» OBJETIVO A: Informe quantas linhas da listagem contêm a palavra "concrete". Responda só com o número.

» TRECHO PARA LEITURA:
►

A renda fixa que varia

Com Tesouro Selic negativo, é o caso de rever a sua reserva de emergência?

Título público mais conservador tem apresentado retorno negativo desde meados de setembro; será que vale a pena migrar a reserva de emergência para outro investimento, ou pelo menos diversificá-la?

Julia Wiltgen
Julia Wiltgen
5 de outubro de 2020
5:30 - atualizado às 18:11
Bote com sacos de dinheiro representa reserva de emergência
Imagem: Montagem Andrei Morais / Shutterstock

Se você deixa os recursos da sua reserva de emergência aplicados em Tesouro Selic (LFT) ou fundos que invistam nesse tipo de papel, deve ter reparado que, em setembro, esses investimentos começaram a ter um comportamento atípico, apresentando retorno negativo.

Mas como pode? Tesouro Selic não é o investimento de menor risco do mercado brasileiro? Bem, do ponto de vista do risco de crédito, sim. A garantia do governo de fato é a melhor que pode haver no Brasil.

◄

Listagem extraída de uma coleção
►

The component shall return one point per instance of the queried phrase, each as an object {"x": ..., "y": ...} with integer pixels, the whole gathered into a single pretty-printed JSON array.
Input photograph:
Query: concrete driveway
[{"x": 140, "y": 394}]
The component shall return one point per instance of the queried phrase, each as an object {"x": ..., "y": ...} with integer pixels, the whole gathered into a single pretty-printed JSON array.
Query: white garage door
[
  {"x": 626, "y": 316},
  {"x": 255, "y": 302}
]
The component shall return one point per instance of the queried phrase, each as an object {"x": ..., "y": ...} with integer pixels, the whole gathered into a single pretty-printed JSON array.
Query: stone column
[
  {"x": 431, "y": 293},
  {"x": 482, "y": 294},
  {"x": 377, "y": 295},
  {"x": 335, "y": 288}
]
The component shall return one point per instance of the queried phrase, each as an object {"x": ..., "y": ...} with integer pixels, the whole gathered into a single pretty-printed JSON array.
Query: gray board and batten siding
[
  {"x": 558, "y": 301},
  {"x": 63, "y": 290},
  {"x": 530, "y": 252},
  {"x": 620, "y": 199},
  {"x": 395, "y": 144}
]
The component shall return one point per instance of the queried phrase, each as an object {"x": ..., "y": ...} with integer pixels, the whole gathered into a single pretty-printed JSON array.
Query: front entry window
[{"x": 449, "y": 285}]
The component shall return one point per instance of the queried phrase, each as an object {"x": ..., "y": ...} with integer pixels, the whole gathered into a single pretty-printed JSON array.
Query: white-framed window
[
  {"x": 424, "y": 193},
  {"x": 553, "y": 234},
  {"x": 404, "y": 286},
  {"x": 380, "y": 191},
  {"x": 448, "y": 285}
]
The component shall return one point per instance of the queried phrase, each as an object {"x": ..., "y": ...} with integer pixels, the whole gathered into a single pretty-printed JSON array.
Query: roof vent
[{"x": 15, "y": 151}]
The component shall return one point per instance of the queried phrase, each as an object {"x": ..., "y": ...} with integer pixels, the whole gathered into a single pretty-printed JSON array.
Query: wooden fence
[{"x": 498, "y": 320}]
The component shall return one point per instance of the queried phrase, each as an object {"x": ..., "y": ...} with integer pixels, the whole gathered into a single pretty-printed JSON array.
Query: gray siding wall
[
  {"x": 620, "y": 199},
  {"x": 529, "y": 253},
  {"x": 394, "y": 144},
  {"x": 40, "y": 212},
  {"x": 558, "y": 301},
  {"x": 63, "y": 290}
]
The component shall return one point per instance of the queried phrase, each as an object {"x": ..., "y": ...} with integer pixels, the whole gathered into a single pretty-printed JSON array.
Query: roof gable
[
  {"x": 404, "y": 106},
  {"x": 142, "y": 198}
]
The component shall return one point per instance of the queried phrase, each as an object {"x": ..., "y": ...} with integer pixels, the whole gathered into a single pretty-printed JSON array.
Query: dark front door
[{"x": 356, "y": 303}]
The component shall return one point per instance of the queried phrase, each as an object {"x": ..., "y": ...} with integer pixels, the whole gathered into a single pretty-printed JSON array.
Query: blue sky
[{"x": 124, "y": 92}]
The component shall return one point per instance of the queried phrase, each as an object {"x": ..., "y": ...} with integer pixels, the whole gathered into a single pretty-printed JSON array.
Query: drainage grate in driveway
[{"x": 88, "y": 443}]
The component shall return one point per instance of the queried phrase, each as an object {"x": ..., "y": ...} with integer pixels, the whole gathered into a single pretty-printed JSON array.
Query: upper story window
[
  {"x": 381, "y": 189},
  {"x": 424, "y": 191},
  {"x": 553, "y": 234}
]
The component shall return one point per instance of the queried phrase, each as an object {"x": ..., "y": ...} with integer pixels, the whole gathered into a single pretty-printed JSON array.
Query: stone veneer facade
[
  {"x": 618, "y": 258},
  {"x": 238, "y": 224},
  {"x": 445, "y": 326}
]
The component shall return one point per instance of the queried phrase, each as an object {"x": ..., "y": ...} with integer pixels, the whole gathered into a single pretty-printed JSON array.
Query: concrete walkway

◄

» OBJETIVO B: Reproduza na íntegra, sem nenhuma alteração, o trecho sobre o Tesouro Selic.

» RESPOSTA COMPLETA A: 2

» RESPOSTA COMPLETA B:
A renda fixa que varia

Com Tesouro Selic negativo, é o caso de rever a sua reserva de emergência?

Título público mais conservador tem apresentado retorno negativo desde meados de setembro; será que vale a pena migrar a reserva de emergência para outro investimento, ou pelo menos diversificá-la?

Julia Wiltgen
Julia Wiltgen
5 de outubro de 2020
5:30 - atualizado às 18:11
Bote com sacos de dinheiro representa reserva de emergência
Imagem: Montagem Andrei Morais / Shutterstock

Se você deixa os recursos da sua reserva de emergência aplicados em Tesouro Selic (LFT) ou fundos que invistam nesse tipo de papel, deve ter reparado que, em setembro, esses investimentos começaram a ter um comportamento atípico, apresentando retorno negativo.

Mas como pode? Tesouro Selic não é o investimento de menor risco do mercado brasileiro? Bem, do ponto de vista do risco de crédito, sim. A garantia do governo de fato é a melhor que pode haver no Brasil.